## WHAT TO PRODUCE
Reproduce the data below word for word, keeping every line unchanged.

┄┄┄┄┄┄

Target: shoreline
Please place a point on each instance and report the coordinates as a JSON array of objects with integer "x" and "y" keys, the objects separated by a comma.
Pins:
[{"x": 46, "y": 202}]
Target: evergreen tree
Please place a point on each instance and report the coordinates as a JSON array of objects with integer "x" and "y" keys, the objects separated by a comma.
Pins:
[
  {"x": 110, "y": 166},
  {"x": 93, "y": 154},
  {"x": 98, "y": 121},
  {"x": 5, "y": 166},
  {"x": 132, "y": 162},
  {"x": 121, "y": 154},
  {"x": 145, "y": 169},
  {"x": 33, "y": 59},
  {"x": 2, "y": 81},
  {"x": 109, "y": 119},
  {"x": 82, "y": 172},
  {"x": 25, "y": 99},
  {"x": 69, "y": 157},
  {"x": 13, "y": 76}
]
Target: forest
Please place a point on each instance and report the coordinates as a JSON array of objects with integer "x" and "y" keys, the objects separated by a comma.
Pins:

┄┄┄┄┄┄

## SOLUTION FOR THIS PROBLEM
Target: shoreline
Please place a point on each instance and report the coordinates as a JSON array of objects with integer "x" and "y" keys, the objects separated by a comma.
Pins:
[{"x": 46, "y": 202}]
Target: evergreen tree
Please place a point on each instance and report the coordinates as a JSON array of objects with integer "x" and "y" keys, the objects separated by a comma.
Pins:
[
  {"x": 110, "y": 166},
  {"x": 93, "y": 154},
  {"x": 98, "y": 121},
  {"x": 5, "y": 166},
  {"x": 132, "y": 162},
  {"x": 121, "y": 154},
  {"x": 145, "y": 169},
  {"x": 33, "y": 59},
  {"x": 2, "y": 81},
  {"x": 109, "y": 119},
  {"x": 82, "y": 172},
  {"x": 25, "y": 99},
  {"x": 69, "y": 157},
  {"x": 13, "y": 76}
]
Target: forest
Please place a point on each instance and report the coordinates as a JSON array of objects with integer "x" and "y" keys, the objects separated by a comma.
Pins:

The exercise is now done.